--- Start Record list ---

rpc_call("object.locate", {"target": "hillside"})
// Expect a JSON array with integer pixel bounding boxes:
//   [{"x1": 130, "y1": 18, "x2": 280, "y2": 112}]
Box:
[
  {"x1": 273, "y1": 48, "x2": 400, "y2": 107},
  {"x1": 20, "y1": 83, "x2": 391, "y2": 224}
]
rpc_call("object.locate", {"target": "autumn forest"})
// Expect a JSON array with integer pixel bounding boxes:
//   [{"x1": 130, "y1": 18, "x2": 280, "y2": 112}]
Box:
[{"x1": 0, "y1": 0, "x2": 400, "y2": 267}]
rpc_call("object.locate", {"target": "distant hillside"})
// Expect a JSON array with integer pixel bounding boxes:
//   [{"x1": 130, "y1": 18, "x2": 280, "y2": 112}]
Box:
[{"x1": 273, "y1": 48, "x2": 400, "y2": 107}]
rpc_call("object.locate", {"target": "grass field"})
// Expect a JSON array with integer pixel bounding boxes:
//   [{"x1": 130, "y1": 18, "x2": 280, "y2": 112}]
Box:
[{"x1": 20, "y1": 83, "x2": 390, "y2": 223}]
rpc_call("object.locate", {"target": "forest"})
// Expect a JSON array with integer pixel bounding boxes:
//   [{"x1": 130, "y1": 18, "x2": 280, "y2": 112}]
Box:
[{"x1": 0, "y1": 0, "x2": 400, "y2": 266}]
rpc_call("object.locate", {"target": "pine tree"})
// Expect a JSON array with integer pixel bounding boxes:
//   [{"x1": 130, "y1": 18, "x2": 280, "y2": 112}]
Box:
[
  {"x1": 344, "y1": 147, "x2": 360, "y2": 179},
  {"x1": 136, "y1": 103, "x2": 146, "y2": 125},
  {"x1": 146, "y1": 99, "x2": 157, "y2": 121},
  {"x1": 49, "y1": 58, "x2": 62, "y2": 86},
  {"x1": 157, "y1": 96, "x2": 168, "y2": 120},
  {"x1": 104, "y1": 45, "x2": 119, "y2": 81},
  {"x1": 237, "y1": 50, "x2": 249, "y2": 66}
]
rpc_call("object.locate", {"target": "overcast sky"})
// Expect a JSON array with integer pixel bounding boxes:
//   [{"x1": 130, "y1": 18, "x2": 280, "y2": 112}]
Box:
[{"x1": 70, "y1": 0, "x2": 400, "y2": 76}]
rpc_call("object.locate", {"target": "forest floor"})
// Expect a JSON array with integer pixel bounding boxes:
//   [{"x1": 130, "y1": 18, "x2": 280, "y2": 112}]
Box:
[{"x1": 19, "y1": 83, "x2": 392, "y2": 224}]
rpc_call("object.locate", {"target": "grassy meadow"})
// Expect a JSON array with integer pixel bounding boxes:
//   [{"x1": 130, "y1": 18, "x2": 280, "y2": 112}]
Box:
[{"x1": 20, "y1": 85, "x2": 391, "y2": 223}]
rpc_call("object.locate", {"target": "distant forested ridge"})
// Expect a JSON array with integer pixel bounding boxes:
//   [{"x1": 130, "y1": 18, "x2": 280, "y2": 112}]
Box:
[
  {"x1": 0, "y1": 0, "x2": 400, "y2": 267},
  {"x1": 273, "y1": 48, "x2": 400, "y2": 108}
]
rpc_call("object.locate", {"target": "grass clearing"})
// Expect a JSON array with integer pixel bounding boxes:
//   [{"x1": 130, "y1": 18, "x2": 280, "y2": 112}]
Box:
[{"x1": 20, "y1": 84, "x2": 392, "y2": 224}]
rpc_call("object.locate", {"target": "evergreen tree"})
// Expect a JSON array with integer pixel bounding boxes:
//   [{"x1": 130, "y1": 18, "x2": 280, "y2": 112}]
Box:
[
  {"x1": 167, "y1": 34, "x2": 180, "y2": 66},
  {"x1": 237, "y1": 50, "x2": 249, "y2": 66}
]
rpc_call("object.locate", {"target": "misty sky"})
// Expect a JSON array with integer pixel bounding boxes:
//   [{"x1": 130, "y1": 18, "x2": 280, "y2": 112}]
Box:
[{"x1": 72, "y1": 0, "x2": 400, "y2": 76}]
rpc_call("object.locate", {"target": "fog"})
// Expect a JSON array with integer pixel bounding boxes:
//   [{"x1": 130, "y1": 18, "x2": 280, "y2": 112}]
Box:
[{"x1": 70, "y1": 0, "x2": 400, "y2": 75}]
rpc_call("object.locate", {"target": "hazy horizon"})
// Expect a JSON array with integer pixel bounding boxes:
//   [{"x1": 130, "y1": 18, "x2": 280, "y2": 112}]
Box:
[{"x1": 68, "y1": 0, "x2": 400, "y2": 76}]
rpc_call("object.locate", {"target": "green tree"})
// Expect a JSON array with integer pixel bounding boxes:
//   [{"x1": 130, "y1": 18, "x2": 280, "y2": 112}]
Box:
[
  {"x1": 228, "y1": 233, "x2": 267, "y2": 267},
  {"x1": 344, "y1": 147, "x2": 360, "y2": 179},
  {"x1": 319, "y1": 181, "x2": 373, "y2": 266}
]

--- End Record list ---
--- Start Record list ---

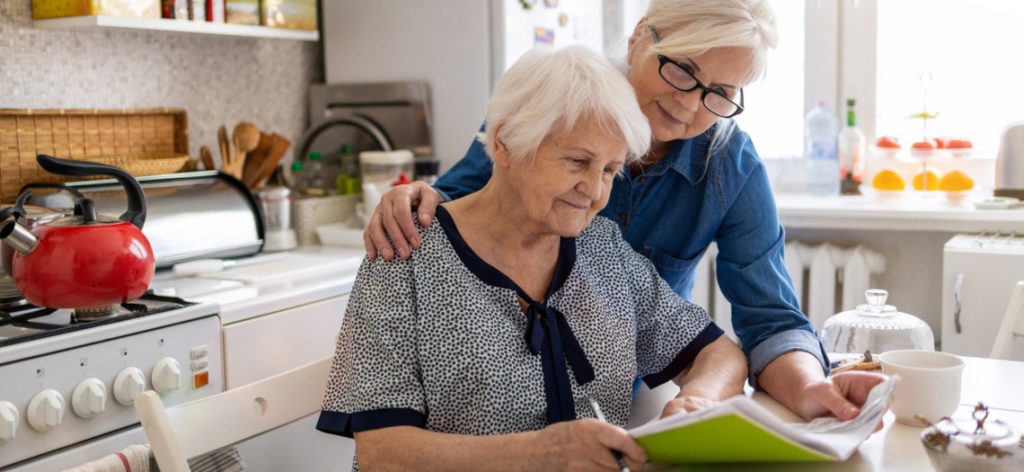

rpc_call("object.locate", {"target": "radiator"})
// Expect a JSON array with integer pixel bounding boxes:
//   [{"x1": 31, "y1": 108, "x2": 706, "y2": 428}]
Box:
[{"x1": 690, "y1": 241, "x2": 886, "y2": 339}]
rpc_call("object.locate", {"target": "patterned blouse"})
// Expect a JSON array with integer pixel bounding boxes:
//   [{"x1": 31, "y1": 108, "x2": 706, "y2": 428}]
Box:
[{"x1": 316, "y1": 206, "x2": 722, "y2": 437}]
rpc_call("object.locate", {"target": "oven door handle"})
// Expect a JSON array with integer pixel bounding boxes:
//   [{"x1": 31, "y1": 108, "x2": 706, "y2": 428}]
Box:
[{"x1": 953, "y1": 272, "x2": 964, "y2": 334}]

--- End Record list ---

To do | How many lines in the data contain the string "distant", matching case exactly? Reply with the number alone.

Finished answer | 2